Немецкая трагедия, 1914–1945. История одного неудавшегося национализма — страница 78 из 103

Немецкое командование тем временем, во второй половине октября, пребывало в полной уверенности, что война уже закончена, а потому действовало не спеша, не понимая, насколько смертельная над Германией нависла угроза. Сотни эшелонов с советскими войсками мчались к Москве из Монголии, с Дальнего Востока, из Средней Азии, с Северного Кавказа, с севера и юга, отовсюду. Десятки новосформированных дивизий и десятки кадровых дивизий из тыловых округов спешно перебрасывались к Москве. Именно они в начале декабря 1941 года повернут ход Второй мировой войны вспять. Для немецкого командования неприятным сюрпризом стало уже то, что части вермахта в середине октября встретили упорное сопротивление на Можайской линии обороны. По их расчетам, значительных резервов у Красной Армии больше не имелось, они были убеждены, что немецкий бронетанковый каток докатится до Москвы по Минскому шоссе беспрепятственно и быстро. Действительно, был такой момент, когда у советского командования совершенно не осталось сил, чтобы преградить врагу путь на Москву. В бой бросили курсантов военных училищ, запасные части, подразделения зенитной артиллерии, только вышедших из окружения под Вязьмой солдат, всех, кого только смогли найти. Эти люди задержали врага на несколько дней, но каждый новый день давал командованию Красной Армии новые силы – несколько прибывших из тыла дивизий. Немецкий Генеральный штаб, получив в середине октября донесения о первых свежих частях Красной Армии, введенных в бой под Москвой, сделал ошибочные выводы. Он посчитал их совсем уж последними советскими резервами. Сводные отряды курсантов были тому лишним подтверждением. Бросать под танки в качестве пехоты завтрашних командиров было безумием и могло означать лишь одно: у русских больше никого не осталось. Такое умозаключение стало огромной ошибкой. Во второй половине октября наступление вермахта на Москву замедлилось из-за проливных дождей и размокших дорог. Немецкое командование, всегда воевавшее молниеносно, в этот раз действовало не так стремительно. Уставшим войскам решили дать отдых, подтянуть отставшее из-за погоды снабжение. В Генеральном штабе уже задумались о действиях после взятия Москвы в интересах группы армий «Север» и группы армий «Юг», чтобы выйти на линию Архангельск – Астрахань, как было запланировано планом «Барбаросса».

== Предоставленные записи ==
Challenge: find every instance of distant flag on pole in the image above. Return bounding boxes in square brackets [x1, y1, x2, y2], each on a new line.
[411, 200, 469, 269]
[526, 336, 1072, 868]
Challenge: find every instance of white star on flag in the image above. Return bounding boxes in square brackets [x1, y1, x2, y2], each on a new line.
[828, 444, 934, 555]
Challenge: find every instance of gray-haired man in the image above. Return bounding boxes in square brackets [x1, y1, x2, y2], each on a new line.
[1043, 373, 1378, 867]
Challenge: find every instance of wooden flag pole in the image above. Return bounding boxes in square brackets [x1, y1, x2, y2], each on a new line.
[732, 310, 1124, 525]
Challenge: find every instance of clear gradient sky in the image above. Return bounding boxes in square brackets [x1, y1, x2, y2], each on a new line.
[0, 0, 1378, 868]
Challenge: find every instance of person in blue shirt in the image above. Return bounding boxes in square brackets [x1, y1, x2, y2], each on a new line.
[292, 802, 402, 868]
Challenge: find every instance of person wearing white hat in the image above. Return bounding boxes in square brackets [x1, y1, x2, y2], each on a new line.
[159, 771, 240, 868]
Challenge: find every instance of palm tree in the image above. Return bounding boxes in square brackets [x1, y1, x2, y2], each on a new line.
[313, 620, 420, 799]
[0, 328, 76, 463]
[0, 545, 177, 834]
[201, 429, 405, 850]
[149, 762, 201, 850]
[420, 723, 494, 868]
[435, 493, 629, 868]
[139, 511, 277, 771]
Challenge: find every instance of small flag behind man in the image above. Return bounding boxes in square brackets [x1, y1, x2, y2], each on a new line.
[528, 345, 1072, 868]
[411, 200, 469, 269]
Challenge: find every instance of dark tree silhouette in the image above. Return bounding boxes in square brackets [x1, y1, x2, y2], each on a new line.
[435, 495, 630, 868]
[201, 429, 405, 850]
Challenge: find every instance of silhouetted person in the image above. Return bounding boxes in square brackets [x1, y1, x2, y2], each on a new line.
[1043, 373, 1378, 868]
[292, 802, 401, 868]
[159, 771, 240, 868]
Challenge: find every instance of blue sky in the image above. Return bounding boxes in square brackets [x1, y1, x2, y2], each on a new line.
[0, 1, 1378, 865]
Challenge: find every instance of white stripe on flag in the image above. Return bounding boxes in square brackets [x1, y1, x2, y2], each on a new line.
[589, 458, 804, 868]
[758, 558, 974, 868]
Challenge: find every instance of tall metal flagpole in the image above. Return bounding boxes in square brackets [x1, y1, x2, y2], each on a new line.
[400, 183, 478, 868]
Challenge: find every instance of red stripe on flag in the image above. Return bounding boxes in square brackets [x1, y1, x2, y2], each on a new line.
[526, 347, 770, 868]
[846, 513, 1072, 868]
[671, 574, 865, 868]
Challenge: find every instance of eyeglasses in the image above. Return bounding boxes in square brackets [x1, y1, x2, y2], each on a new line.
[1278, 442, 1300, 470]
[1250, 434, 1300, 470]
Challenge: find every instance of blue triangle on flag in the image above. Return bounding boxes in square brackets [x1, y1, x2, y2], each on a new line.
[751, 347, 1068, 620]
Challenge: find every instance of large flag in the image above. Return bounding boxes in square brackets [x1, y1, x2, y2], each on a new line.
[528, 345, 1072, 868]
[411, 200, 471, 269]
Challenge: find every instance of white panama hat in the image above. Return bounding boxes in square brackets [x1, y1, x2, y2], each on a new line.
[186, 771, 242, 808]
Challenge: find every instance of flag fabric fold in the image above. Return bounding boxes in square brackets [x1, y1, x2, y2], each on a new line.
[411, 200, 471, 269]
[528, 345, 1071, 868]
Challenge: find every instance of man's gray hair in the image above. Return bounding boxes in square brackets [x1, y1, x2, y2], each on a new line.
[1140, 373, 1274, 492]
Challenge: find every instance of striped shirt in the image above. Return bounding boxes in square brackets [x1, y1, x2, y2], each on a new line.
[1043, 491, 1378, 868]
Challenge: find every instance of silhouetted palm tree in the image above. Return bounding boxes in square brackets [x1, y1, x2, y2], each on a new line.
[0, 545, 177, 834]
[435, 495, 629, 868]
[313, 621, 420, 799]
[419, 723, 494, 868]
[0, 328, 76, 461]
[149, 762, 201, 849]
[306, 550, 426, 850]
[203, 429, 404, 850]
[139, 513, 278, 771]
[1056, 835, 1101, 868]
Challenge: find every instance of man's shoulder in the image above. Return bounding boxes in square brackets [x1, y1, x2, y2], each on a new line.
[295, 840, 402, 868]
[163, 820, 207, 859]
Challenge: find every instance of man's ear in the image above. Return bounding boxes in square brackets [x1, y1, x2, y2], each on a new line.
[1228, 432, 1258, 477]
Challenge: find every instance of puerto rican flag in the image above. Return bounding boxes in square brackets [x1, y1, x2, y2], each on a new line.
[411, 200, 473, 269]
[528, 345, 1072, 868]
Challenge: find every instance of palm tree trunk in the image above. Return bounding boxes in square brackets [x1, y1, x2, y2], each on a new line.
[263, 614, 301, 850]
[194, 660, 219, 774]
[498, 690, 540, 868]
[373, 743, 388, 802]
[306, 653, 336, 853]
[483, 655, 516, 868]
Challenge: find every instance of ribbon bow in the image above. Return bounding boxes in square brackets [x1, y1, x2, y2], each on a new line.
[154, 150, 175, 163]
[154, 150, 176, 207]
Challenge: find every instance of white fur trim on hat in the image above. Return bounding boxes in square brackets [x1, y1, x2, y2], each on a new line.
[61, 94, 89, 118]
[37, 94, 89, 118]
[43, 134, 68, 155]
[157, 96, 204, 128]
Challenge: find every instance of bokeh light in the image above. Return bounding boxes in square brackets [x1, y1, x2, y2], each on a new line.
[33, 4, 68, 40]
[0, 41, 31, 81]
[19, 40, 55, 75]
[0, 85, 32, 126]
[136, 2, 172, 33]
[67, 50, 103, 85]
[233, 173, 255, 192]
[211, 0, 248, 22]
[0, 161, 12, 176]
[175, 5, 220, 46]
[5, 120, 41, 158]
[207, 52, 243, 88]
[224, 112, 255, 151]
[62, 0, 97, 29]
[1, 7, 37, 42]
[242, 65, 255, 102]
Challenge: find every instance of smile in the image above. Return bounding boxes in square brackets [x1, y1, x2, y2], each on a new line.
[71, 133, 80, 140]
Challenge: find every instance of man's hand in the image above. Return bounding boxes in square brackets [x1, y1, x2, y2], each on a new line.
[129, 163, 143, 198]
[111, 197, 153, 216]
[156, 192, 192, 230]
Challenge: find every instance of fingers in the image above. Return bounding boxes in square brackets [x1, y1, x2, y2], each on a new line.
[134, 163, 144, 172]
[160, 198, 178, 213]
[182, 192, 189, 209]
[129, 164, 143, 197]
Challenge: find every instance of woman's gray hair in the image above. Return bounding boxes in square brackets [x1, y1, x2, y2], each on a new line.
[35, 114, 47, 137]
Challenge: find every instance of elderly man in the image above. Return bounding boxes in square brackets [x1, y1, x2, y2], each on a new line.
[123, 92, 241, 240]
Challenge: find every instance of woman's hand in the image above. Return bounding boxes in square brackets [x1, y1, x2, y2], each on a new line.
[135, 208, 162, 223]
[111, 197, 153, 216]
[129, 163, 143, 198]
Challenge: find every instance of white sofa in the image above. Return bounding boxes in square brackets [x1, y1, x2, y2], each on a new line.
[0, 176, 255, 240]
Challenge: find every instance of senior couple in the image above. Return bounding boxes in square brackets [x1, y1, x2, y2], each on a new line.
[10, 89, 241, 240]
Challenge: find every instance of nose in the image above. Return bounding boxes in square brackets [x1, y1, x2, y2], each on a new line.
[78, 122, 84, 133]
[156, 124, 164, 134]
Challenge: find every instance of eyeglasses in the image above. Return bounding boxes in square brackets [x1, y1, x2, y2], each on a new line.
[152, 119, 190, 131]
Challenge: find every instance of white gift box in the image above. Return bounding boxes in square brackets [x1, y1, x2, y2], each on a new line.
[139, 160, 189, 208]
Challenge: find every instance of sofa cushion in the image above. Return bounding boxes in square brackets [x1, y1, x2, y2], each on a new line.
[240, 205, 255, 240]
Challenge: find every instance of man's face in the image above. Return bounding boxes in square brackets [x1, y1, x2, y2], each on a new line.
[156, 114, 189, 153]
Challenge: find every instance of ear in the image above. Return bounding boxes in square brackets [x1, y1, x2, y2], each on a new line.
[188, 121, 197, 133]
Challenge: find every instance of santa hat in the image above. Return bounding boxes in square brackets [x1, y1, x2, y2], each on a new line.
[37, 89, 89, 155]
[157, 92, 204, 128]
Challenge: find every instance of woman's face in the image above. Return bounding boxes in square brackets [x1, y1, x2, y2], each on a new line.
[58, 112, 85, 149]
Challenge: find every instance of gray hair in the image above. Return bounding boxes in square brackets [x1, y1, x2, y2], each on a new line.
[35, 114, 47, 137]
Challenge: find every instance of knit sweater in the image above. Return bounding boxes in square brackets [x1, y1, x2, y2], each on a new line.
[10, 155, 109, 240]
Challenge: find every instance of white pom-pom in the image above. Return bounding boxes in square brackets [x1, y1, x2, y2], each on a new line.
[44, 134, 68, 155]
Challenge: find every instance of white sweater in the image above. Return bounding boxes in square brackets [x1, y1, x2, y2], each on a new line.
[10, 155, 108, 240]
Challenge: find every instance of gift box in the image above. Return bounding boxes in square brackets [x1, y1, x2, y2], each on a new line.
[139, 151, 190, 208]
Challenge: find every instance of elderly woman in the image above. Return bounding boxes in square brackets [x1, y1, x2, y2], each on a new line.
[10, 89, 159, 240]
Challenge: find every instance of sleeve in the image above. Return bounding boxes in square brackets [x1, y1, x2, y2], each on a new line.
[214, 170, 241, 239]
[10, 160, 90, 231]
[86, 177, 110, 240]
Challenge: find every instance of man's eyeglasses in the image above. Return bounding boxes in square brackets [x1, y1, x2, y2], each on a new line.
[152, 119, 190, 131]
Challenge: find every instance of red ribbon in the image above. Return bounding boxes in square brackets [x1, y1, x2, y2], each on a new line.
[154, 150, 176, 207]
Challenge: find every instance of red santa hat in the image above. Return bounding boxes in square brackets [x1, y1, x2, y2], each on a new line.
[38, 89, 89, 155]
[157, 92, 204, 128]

== Задание ==
Ответьте на вопросы по тексту о наступлении вермахта на Москву.
(a) На какой линии обороны части вермахта в середине октября встретили упорное сопротивление?
(b) По какому шоссе, по расчетам немцев, их бронетанковый каток должен был докатиться до Москвы?
(c) На какую линию планировалось выйти согласно плану «Барбаросса»?

== Ответ ==
(a) На Можайской линии обороны.
(b) По Минскому шоссе.
(c) На линию Архангельск – Астрахань.